_Data extract_:
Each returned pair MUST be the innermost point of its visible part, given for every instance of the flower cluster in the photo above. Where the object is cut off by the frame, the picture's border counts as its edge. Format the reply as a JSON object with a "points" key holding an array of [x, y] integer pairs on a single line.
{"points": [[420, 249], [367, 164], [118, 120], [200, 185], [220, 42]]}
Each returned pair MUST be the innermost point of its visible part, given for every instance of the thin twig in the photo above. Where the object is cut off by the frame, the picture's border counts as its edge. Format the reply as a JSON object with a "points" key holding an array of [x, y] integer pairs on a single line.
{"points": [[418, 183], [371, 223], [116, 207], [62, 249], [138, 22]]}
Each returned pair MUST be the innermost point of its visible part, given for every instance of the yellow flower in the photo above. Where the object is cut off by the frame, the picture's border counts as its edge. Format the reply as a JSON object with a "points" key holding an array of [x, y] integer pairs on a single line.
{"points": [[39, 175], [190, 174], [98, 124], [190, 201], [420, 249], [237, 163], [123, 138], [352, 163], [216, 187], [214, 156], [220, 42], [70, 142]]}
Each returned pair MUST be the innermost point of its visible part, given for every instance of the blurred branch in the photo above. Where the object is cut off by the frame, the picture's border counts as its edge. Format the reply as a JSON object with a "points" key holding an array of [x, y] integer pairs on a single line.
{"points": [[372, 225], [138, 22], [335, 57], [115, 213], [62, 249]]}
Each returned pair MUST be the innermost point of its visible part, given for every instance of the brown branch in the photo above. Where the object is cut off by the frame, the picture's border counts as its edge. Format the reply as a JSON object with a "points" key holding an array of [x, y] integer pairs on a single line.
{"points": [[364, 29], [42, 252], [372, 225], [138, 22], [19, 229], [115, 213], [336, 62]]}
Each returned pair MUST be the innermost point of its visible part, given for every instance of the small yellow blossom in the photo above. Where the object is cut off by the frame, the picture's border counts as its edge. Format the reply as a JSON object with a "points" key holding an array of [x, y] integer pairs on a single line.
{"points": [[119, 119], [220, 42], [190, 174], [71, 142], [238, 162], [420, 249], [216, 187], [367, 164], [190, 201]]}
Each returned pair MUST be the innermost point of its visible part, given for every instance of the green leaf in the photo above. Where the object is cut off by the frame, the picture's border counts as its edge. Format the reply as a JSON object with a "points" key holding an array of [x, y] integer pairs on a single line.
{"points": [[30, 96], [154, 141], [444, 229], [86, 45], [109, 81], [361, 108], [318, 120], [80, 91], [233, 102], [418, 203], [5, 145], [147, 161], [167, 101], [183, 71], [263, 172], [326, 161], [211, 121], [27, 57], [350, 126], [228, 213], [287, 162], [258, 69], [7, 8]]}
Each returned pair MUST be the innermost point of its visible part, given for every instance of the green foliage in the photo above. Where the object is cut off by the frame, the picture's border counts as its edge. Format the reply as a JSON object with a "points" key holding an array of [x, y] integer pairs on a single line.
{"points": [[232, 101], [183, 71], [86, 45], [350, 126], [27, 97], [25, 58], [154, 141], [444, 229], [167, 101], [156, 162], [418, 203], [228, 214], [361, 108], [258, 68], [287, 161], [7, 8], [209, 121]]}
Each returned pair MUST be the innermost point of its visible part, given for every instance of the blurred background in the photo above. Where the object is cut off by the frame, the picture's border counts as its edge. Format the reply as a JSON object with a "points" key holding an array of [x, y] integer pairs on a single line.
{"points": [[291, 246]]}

_Exercise instructions_: Render the records from the line containing "the blurred background" through the end of the records as a JSON list of strings, one string per line, with blank lines left out.

_The reply_:
[
  "Each returned pair MUST be the innermost point of its visible part, given for every instance of the blurred background in the photo above. Where the object is cut off by the frame, the picture's border counts as its edge. Format the reply as a JSON object with a \"points\" key holding an array of [x, y] integer pairs on a single line.",
  "{\"points\": [[291, 246]]}"
]